■ Qué debe hacer
Reescriba como CSV de dos columnas, «texto» y «respuesta», todo lo que va en los datos desde la línea que contiene "Identify where the stone" hasta la que contiene "0,0 -> 300,380", ambas incluidas. Cada fila debe recoger un texto junto a la respuesta que le corresponde, con cada campo entre comillas y los saltos de línea convertidos en espacios.

■ Datos
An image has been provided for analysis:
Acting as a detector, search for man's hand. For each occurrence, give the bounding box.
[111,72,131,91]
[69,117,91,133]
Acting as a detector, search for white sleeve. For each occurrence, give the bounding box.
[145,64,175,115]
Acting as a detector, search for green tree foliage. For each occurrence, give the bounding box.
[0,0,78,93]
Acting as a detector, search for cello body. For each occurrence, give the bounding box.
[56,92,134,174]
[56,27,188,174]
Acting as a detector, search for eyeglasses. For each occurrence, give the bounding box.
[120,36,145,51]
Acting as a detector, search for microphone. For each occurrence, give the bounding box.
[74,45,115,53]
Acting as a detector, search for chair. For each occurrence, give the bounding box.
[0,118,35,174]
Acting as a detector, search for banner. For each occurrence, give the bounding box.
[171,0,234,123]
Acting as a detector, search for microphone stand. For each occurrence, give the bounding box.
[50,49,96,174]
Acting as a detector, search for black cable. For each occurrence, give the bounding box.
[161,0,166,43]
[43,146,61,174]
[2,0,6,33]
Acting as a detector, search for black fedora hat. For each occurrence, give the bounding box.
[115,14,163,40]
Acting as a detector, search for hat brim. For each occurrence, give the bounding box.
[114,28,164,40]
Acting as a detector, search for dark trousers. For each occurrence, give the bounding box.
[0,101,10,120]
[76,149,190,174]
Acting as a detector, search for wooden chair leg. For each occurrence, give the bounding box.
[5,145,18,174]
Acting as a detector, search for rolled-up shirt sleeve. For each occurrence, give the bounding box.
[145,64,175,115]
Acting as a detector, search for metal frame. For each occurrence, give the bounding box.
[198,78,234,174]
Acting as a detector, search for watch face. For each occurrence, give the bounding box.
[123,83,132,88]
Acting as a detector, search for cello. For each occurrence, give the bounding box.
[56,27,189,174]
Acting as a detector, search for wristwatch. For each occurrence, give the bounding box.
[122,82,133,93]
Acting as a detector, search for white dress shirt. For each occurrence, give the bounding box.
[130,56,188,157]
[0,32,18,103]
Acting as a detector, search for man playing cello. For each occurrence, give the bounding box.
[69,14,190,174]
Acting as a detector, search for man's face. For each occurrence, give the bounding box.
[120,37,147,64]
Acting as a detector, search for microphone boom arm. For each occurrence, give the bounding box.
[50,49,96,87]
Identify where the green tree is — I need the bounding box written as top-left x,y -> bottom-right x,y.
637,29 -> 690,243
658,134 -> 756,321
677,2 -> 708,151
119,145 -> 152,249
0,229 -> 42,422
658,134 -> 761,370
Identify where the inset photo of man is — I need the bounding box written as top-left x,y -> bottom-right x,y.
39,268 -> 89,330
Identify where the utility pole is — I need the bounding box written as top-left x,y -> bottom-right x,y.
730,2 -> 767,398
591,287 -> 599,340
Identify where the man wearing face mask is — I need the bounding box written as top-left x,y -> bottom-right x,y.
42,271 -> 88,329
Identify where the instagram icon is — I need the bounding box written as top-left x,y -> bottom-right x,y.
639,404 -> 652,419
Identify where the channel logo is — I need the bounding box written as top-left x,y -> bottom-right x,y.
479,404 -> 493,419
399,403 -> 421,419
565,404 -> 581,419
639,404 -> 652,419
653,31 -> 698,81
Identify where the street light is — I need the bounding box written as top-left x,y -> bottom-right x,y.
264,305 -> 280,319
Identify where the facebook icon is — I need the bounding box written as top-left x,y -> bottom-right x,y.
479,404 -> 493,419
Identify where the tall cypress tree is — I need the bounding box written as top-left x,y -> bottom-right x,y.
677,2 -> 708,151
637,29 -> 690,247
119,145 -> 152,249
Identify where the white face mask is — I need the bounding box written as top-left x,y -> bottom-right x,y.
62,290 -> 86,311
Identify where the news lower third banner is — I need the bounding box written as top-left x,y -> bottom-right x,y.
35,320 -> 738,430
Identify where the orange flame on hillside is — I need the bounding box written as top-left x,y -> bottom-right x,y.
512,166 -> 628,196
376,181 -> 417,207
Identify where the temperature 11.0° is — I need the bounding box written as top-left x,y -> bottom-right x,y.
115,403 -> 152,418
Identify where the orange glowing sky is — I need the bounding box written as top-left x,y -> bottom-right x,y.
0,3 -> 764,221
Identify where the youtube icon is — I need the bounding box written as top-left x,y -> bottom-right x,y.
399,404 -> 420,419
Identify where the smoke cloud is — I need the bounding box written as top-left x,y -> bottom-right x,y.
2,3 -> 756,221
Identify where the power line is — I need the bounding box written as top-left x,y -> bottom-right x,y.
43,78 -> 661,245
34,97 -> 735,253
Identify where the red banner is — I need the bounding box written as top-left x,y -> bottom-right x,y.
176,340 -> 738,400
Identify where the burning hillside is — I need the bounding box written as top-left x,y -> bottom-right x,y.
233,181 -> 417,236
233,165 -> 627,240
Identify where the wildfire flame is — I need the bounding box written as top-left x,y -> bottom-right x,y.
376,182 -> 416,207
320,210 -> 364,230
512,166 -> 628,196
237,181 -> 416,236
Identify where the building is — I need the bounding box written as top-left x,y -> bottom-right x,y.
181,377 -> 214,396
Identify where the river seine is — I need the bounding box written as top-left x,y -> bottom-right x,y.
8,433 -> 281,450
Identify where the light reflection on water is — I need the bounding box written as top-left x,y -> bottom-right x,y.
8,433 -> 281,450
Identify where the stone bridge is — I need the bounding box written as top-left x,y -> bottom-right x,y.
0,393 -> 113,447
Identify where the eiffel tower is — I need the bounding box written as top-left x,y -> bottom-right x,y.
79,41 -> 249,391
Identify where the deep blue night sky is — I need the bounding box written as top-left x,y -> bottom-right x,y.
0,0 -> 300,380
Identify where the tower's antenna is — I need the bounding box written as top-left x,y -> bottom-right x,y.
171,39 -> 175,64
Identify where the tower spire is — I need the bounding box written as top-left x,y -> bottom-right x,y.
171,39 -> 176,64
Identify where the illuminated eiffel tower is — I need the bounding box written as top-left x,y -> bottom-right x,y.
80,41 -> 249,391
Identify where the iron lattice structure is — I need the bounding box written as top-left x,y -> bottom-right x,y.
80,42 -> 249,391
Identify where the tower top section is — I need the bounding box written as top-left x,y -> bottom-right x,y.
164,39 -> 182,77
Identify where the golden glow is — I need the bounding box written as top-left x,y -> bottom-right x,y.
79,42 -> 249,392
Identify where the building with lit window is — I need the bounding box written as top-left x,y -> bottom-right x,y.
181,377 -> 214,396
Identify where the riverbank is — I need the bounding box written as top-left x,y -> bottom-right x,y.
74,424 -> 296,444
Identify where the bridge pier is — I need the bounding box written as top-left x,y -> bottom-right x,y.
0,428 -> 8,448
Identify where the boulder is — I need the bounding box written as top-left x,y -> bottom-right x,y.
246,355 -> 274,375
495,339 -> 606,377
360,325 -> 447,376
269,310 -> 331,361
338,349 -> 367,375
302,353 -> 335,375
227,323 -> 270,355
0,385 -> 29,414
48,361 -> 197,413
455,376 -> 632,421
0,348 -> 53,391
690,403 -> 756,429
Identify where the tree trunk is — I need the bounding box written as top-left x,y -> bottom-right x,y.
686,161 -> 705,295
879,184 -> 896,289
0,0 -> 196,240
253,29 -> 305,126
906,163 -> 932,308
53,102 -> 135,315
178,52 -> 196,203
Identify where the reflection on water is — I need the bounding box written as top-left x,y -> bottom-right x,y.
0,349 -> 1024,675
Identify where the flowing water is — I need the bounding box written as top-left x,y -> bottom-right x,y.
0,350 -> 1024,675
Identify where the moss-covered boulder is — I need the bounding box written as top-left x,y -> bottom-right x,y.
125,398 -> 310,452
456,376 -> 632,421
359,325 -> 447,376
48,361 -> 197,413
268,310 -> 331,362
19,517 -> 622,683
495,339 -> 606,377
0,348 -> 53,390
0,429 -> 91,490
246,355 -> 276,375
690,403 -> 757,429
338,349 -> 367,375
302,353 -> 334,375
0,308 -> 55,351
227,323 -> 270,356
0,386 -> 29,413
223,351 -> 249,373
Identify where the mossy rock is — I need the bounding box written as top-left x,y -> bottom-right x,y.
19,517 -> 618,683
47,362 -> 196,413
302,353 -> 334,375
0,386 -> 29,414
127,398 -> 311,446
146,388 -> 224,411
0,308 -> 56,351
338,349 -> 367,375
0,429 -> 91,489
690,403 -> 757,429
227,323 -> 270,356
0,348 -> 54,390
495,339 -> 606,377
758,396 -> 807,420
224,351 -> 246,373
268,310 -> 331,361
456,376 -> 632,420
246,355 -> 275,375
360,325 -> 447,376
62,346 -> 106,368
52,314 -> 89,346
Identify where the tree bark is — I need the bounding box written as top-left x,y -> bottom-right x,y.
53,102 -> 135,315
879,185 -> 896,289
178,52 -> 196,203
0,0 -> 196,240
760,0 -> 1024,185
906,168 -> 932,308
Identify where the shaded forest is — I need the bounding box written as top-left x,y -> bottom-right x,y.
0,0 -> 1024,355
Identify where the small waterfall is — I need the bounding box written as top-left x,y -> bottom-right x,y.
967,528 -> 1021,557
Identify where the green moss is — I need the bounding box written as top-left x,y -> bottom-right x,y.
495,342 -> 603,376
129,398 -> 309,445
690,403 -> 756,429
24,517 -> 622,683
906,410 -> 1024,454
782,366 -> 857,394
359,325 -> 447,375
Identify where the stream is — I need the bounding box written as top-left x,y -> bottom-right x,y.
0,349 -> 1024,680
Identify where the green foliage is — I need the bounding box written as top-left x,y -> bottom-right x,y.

■ Respuesta
texto,respuesta
"Identify where the stone bridge is — I need the bounding box written as top-left x,y -> bottom-right x,y.","0,393 -> 113,447"
"Identify where the eiffel tower is — I need the bounding box written as top-left x,y -> bottom-right x,y.","79,41 -> 249,391"
"Identify where the deep blue night sky is — I need the bounding box written as top-left x,y -> bottom-right x,y.","0,0 -> 300,380"